**MATERIAL FOR THIS EXERCISE**
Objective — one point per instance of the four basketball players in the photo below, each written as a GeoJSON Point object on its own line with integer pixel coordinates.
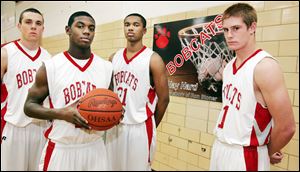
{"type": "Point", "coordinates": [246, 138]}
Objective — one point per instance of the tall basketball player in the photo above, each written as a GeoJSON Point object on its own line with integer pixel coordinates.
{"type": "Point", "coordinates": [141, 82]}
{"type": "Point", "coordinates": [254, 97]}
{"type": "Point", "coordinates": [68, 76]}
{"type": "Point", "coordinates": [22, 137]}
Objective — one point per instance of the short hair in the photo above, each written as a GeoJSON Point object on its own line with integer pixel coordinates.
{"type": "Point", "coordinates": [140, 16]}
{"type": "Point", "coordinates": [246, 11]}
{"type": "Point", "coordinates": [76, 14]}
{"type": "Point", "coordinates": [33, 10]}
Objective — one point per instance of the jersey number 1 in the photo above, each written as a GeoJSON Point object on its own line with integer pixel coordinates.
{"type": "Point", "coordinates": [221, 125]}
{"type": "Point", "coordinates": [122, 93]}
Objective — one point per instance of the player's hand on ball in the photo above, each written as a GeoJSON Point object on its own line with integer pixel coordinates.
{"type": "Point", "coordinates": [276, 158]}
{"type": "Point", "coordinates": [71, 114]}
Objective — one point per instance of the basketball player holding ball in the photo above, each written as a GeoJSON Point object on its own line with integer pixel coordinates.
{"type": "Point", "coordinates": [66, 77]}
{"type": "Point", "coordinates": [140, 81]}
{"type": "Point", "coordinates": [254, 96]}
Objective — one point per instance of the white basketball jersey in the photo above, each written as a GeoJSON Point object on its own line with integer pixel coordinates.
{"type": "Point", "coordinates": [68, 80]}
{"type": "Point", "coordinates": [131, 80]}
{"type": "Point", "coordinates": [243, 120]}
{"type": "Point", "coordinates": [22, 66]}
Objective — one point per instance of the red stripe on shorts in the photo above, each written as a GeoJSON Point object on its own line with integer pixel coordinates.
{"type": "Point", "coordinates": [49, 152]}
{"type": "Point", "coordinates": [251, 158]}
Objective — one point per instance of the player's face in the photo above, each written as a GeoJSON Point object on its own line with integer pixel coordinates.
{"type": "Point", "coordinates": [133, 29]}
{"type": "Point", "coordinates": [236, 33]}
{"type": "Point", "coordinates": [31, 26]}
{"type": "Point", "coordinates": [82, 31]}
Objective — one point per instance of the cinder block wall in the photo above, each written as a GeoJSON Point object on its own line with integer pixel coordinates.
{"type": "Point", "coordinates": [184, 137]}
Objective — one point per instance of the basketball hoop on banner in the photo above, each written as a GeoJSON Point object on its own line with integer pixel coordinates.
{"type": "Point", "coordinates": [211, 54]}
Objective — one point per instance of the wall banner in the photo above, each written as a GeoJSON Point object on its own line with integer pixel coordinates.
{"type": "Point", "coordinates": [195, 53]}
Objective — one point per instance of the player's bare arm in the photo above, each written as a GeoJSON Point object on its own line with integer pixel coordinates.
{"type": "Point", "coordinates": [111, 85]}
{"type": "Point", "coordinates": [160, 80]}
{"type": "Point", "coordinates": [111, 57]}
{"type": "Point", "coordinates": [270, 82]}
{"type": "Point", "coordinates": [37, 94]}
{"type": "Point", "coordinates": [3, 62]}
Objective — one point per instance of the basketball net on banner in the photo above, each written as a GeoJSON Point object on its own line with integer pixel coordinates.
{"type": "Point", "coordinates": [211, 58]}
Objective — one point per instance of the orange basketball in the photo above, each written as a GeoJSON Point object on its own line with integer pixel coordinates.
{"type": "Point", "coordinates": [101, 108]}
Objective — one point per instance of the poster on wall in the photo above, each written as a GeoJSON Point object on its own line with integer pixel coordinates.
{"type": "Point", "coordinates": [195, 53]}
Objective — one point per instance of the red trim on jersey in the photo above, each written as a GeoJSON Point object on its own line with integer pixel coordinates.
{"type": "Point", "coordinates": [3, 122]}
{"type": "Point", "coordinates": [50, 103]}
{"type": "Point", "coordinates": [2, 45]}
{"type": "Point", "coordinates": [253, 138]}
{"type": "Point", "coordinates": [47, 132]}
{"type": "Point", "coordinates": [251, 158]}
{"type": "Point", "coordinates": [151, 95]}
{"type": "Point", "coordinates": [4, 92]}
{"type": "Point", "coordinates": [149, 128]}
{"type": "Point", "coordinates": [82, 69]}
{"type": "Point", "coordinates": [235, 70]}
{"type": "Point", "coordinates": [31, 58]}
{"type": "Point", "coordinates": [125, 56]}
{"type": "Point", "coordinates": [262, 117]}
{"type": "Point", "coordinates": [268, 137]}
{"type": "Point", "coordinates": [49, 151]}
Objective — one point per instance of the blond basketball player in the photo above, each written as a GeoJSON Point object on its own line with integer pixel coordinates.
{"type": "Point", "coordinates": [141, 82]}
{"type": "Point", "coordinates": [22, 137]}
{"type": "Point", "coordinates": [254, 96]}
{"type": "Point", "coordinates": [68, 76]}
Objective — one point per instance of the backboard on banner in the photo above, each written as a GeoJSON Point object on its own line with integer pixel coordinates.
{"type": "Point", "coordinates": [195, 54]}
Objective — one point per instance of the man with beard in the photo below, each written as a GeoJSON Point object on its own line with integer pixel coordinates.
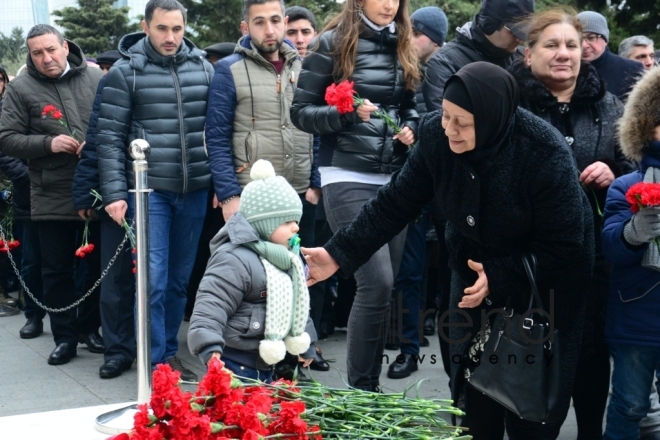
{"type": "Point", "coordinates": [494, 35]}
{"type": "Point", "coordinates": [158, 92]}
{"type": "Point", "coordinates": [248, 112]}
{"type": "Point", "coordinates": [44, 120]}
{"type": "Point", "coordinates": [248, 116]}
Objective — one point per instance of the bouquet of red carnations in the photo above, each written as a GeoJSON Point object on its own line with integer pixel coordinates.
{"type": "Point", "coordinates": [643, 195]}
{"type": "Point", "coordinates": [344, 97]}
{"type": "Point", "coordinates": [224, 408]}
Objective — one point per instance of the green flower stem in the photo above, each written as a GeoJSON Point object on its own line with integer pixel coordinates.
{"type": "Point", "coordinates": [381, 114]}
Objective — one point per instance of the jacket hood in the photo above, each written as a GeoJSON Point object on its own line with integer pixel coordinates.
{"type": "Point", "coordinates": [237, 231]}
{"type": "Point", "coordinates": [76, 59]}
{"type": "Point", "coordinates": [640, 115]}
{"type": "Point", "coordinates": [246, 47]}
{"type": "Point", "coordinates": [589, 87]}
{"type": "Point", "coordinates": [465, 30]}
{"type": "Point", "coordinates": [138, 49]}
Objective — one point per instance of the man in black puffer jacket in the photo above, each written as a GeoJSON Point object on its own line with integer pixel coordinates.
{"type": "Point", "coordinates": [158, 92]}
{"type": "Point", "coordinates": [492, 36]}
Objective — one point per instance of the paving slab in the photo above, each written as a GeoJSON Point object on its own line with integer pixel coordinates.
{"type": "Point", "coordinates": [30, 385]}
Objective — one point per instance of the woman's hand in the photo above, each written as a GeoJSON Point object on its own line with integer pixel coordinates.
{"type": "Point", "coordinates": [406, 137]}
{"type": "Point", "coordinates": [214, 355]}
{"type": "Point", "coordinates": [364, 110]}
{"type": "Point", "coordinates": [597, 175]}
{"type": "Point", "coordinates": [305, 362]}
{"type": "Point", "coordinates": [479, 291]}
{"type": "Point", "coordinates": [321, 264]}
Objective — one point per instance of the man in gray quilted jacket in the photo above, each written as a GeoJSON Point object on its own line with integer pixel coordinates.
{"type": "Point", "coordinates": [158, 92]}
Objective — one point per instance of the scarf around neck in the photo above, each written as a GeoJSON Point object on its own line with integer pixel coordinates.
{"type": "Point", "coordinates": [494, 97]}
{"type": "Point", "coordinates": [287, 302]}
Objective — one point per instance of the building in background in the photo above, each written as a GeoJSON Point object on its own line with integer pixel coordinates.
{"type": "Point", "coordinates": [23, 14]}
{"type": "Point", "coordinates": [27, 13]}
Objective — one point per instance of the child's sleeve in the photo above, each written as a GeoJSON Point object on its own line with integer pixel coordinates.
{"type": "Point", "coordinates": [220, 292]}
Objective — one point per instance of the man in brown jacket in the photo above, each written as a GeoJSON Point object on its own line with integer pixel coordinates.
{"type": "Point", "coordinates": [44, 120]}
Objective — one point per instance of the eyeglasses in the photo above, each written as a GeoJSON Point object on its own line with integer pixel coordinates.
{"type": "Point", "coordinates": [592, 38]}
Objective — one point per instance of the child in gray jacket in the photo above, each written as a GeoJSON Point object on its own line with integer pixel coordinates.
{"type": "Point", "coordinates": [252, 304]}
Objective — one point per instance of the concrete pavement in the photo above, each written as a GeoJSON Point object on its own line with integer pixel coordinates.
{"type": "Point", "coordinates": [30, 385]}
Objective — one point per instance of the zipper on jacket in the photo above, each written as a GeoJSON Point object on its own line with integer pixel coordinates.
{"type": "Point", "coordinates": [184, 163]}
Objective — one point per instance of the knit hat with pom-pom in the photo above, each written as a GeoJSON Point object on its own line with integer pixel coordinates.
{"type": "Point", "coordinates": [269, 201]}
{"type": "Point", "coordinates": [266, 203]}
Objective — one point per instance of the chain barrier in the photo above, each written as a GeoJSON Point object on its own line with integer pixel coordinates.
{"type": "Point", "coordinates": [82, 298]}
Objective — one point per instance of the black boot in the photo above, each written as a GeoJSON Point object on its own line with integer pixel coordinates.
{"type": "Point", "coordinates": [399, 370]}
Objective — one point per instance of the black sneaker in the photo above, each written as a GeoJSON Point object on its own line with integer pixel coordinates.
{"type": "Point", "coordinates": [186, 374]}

---

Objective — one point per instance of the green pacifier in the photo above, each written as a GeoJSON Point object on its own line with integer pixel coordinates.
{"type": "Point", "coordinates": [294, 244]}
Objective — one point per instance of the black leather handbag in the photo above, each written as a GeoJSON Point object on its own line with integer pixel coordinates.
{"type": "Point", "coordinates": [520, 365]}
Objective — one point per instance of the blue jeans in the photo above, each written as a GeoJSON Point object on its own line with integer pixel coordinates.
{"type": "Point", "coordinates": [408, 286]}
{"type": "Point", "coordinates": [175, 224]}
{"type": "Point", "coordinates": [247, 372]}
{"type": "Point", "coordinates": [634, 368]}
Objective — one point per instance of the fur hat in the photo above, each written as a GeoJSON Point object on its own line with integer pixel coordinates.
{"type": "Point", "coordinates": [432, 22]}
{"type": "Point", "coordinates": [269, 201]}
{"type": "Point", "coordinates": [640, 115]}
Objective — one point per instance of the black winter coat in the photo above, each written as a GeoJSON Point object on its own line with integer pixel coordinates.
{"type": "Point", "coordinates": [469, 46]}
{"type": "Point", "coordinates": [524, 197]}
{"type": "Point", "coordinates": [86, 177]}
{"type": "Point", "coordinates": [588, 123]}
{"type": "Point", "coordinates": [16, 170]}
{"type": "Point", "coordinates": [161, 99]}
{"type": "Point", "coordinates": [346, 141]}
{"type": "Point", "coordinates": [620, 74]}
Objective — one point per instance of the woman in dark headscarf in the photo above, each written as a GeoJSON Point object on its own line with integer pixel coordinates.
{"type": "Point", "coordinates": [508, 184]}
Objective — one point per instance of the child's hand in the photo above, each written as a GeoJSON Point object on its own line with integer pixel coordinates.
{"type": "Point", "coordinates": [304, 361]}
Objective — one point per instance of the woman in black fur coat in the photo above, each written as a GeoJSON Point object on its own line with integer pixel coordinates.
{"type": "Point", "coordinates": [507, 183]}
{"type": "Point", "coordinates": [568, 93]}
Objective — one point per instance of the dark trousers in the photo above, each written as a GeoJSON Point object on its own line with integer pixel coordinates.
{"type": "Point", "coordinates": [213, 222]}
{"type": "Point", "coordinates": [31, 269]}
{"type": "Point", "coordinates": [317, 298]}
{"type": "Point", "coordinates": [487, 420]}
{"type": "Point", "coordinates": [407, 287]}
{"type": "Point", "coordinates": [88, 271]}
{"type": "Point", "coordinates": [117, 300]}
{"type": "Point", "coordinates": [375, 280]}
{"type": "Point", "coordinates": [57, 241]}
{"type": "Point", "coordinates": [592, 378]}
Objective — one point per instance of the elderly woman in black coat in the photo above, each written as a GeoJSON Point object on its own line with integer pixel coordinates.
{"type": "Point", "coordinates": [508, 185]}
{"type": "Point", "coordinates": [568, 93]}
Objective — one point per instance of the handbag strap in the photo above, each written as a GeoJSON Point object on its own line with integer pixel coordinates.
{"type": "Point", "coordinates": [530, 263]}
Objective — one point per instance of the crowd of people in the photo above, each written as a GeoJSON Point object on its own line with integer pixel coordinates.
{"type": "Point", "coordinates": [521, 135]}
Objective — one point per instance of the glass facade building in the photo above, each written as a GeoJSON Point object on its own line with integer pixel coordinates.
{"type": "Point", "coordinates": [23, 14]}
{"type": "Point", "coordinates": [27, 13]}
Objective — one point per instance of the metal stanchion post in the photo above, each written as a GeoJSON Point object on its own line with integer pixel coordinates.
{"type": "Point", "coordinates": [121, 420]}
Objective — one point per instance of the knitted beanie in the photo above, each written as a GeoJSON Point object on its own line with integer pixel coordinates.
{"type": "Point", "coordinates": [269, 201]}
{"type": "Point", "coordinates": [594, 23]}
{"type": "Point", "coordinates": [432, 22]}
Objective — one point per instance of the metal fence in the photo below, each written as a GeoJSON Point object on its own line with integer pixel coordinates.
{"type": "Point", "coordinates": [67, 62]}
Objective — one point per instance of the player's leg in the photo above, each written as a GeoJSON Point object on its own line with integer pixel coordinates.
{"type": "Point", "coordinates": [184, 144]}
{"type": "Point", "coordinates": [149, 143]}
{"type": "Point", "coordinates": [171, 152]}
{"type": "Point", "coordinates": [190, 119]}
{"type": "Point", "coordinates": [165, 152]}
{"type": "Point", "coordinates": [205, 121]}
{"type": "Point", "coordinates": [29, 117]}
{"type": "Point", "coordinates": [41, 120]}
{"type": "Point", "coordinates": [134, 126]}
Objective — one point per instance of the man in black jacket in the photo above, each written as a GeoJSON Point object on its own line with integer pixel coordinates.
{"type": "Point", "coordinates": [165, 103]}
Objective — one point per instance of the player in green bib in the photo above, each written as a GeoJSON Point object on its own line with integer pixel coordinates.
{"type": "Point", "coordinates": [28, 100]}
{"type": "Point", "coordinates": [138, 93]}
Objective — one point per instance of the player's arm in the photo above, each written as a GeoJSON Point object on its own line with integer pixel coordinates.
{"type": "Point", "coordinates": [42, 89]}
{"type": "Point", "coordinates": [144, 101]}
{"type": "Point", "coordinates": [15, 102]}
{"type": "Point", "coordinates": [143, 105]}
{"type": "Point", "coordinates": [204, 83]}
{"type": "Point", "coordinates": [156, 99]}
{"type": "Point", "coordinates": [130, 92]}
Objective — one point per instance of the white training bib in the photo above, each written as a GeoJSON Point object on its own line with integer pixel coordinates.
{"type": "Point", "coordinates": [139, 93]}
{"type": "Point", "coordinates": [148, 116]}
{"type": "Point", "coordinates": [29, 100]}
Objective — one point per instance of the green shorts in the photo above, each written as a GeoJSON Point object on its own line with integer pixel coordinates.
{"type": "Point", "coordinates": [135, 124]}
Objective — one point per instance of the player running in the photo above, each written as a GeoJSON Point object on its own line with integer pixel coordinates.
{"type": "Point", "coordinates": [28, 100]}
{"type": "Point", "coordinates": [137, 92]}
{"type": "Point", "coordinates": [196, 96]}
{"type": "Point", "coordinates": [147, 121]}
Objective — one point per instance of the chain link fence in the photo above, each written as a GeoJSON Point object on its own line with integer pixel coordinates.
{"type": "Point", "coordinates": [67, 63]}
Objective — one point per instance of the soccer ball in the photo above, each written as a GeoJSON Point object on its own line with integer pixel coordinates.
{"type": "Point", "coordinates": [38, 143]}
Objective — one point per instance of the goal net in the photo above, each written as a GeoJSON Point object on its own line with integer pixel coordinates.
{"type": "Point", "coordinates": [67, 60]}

**THE REQUEST**
Which lines in the records above contain the string "chain"? Pull out each one and copy it in full.

**ANSWER FOR THE TASK**
Objective — one point per instance of the chain barrier in the photo above, each written as a GeoJSON Point object on its own line with integer pixel coordinates.
Objective — one point per instance of the chain link fence in the photo above, each written as a GeoJSON Point object on its own line with integer pixel coordinates.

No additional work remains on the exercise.